Description of the task:
Below are the records; reproduce all of them exactly but without any images.

Source material:
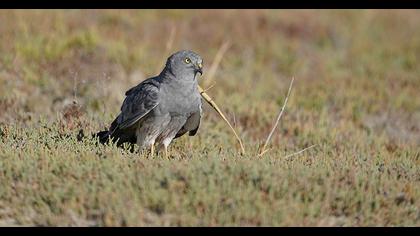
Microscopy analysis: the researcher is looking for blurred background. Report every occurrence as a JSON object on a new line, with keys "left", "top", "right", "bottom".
{"left": 0, "top": 9, "right": 419, "bottom": 226}
{"left": 0, "top": 9, "right": 419, "bottom": 145}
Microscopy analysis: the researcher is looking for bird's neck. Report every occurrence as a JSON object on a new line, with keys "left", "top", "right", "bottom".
{"left": 160, "top": 69, "right": 198, "bottom": 88}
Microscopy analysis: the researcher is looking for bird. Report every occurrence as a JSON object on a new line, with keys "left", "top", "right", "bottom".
{"left": 96, "top": 50, "right": 203, "bottom": 157}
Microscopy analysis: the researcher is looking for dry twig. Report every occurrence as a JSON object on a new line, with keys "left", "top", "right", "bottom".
{"left": 202, "top": 40, "right": 231, "bottom": 87}
{"left": 258, "top": 77, "right": 295, "bottom": 157}
{"left": 166, "top": 26, "right": 176, "bottom": 53}
{"left": 284, "top": 144, "right": 317, "bottom": 159}
{"left": 198, "top": 85, "right": 246, "bottom": 154}
{"left": 202, "top": 82, "right": 216, "bottom": 93}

Answer area:
Microscopy analysis: the researcher is looking for blurred background. Report every occurrence as a JSON object on a new line, with keys "left", "top", "right", "bottom".
{"left": 0, "top": 9, "right": 419, "bottom": 226}
{"left": 0, "top": 9, "right": 419, "bottom": 145}
Microscopy analysis: the researcher is looking for bird's neck. Report every occurrence as a JSON object on a new line, with keys "left", "top", "right", "bottom".
{"left": 160, "top": 69, "right": 198, "bottom": 88}
Microscopy analysis: the researcher is looking for bird. Report every occurrence as a JSON object on a new line, with keys "left", "top", "right", "bottom".
{"left": 96, "top": 50, "right": 203, "bottom": 157}
Microscopy analysis: the researcher is looking for dry twig. Report every occurrence as a JSON object on a new line, with keys "left", "top", "right", "bottom".
{"left": 202, "top": 40, "right": 231, "bottom": 87}
{"left": 258, "top": 77, "right": 295, "bottom": 157}
{"left": 166, "top": 26, "right": 176, "bottom": 53}
{"left": 284, "top": 144, "right": 317, "bottom": 159}
{"left": 198, "top": 85, "right": 246, "bottom": 154}
{"left": 202, "top": 82, "right": 216, "bottom": 93}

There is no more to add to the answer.